* Consegne dell'esercizio:
- A) Secondo il testo su Buñuel, come mai El, Lui arriva per la prima volta nelle sale italiane? Rispondi in una o due frasi.
- B) Prosegui il testo su Buñuel partendo subito dopo la sua ultima frase.

* Documento di partenza:
Repubblicano spagnolo rifugiato politico, surrealista esule nel cinema di genere, a 46 anni Buñuel comincia in Messico la sua carriera professionale di regista. Lì gira El, Lui, presentato al Festival di Cannes nel 1953 e per la prima volta distribuito in Italia grazie al restauro della Cineteca di Bologna. Un’occasione irripetibile per ripercorrere il periodo “messicano” del regista spagnolo, con l’ausilio di Tonino Repetto, che a Buñuel ha dedicato il volume monografico Luis Buñuel – La logica irridente dell’inconscio, per la collana Le Torri della Fondazione Ente dello Spettacolo.
Fra la prima fase surrealista e l’ultima grande stagione francese (da Bella di giorno a Quell’oscuro oggetto del desiderio), Buñuel opera per lunghi anni, nel periodo centrale della sua parabola creativa, nel cinema industriale messicano. Deve fare i conti con i cast inadeguati, i budget limitati, i codici narrativi del cinema commerciale. Realizza anche due remake, Una mujer sin amor da Pierre e Jean di Cayatte e La hija del engaño da Don Quintin el amargao girato ai tempi della Filmófono, che dimostra la continuità fra il Buñuel produttore e il Buñuel regista professionale.

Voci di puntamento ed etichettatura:
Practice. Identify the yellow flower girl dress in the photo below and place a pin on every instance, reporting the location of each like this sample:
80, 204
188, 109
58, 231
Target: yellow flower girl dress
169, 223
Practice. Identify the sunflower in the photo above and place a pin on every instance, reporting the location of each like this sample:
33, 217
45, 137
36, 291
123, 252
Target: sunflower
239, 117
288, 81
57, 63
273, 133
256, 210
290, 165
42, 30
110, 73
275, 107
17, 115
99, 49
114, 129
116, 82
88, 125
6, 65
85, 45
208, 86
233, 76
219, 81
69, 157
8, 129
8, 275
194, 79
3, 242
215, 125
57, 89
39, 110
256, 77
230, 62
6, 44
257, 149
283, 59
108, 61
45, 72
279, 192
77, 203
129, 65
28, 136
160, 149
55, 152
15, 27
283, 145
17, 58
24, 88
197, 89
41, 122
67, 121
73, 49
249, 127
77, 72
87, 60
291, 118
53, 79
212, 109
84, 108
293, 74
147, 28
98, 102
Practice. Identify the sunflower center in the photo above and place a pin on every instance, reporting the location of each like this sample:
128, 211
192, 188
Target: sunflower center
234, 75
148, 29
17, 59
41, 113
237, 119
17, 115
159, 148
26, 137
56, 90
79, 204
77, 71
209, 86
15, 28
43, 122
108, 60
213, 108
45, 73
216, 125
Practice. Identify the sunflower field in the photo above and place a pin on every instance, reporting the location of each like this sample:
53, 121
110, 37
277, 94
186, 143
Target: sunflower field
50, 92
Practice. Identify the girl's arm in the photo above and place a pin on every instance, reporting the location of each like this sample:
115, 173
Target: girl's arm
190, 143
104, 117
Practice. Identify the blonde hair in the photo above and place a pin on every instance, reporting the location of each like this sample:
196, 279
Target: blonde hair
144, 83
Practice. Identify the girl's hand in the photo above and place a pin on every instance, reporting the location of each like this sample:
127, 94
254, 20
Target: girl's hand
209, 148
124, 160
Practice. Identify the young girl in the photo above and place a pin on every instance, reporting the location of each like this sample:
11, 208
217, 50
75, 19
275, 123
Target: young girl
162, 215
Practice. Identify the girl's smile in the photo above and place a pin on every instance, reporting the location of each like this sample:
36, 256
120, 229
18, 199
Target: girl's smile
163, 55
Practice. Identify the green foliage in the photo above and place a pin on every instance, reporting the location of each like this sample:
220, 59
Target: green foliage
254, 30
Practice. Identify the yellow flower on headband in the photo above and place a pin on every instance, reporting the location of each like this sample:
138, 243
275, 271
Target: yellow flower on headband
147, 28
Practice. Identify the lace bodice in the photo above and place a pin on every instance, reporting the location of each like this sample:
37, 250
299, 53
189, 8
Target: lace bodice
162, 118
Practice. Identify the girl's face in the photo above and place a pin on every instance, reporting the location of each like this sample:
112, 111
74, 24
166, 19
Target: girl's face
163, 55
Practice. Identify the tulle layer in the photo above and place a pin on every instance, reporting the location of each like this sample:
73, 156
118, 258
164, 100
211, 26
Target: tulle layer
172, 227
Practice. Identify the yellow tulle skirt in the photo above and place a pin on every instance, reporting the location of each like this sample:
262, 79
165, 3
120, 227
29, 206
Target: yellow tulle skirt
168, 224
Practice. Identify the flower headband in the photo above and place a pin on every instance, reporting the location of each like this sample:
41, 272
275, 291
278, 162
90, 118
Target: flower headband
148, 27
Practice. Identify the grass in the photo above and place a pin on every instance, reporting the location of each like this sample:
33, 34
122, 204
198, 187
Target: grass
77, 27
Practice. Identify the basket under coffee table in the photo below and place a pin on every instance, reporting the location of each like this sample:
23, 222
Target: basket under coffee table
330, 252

* Risposte alle consegne:
- A) El, Lui, presentato al Festival di Cannes nel 1953, viene distribuito per la prima volta in Italia grazie al restauro della Cineteca di Bologna.

- B)
*Nella sua lunga carriera messicana che dura all’incirca vent’anni, dal ’46 al ’65, i film di genere si alternano ai film d’autore. Una produzione quantitativamente rilevante che comprende sia quelli definiti da Buñuel stesso alimentari, sia quelli unanimemente riconosciuti dalla critica come capolavori. Qual è il rapporto che si instaura in questo periodo fra la sua ispirazione surrealista e le necessità logiche dei racconti convenzionali che è costretto a filmare? La critica ispanófona rivaluta il Buñuel messicano. Amengual, che ne esalta soprattutto il «realismo», lo definisce come il «più ricco e più fecondo», mentre il Buñuel francese è il meno sorprenente «perché Carrière in ubbidienza allo spirito buñueliano propone a Buñuel di fare dei film di Buñuel. Ne deriva una certa aria sistematica». Il critico messicano Tomás Pérez Turrent rimprovera all’ultimo Buñuel francese di essere “decaffeinato”: «straordinario sotto molti punti di vista, è un Buñuel ludico capace di giocare con le idee, ma è un Buñuel che ha perso gli artigli». E parla di «carnalità messicana» contrapposta all’«astrazione francese».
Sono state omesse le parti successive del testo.